- THE EXERCISE
Return every line below that contains the word "coordinates", treating uppercase and lowercase as different.

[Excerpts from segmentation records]

>> Begin

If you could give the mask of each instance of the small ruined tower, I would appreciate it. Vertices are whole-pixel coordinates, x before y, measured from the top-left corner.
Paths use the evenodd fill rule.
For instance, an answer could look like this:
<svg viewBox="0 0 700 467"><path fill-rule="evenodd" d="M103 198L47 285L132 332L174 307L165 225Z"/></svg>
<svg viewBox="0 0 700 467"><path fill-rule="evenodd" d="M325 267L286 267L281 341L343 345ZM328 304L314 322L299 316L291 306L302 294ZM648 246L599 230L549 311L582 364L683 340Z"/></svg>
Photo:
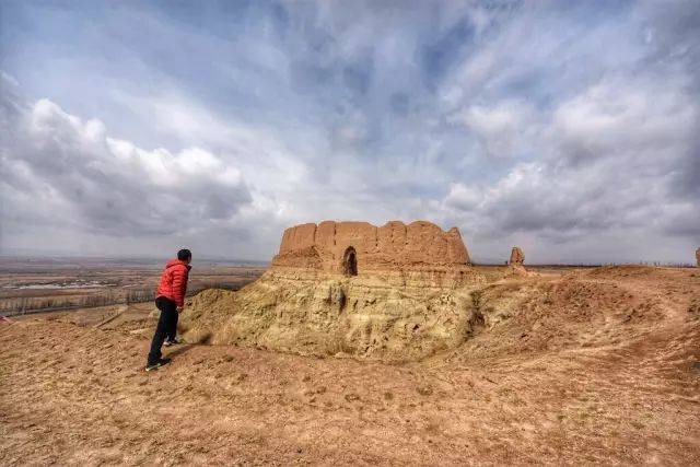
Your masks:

>> End
>> Begin

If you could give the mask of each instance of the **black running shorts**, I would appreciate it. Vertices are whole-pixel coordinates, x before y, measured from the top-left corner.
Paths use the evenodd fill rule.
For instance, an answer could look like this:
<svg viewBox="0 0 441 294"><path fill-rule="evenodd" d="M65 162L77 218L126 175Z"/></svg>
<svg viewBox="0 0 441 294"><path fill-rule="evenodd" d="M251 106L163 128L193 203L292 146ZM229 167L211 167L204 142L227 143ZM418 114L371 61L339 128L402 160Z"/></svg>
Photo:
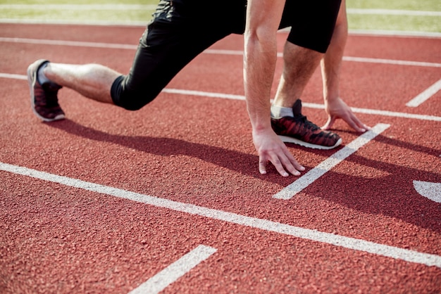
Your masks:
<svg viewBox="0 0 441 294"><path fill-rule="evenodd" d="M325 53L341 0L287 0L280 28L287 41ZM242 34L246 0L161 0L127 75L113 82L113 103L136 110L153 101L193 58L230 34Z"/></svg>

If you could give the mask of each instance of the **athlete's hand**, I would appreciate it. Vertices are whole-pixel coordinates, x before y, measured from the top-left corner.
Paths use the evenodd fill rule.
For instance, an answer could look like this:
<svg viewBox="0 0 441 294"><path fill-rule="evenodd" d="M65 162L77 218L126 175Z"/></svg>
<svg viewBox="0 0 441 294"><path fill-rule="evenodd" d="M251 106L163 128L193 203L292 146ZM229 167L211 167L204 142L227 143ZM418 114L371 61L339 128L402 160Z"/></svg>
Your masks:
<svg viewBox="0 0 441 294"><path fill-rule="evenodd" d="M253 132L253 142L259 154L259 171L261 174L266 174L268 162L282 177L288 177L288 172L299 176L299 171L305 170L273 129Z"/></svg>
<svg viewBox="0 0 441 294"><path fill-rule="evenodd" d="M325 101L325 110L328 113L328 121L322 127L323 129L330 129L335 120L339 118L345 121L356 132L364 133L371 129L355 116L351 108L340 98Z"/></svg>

>> End

- SOLUTION TO THIS EXERCISE
If you could give the mask of each instance of the small ruined tower, I would appreciate it. Vertices are whole-pixel coordinates, x before y, measured from the top-left corner.
If you could give the mask of each instance of the **black running shorts**, I would appreciate it. Vertices are whole-pixel coordinates, x before y, measured from the top-left corner.
If you could give the mask of each instance of the **athlete's hand**, I would appreciate it. Vertices are whole-pixel coordinates, x before y, measured from the top-left corner.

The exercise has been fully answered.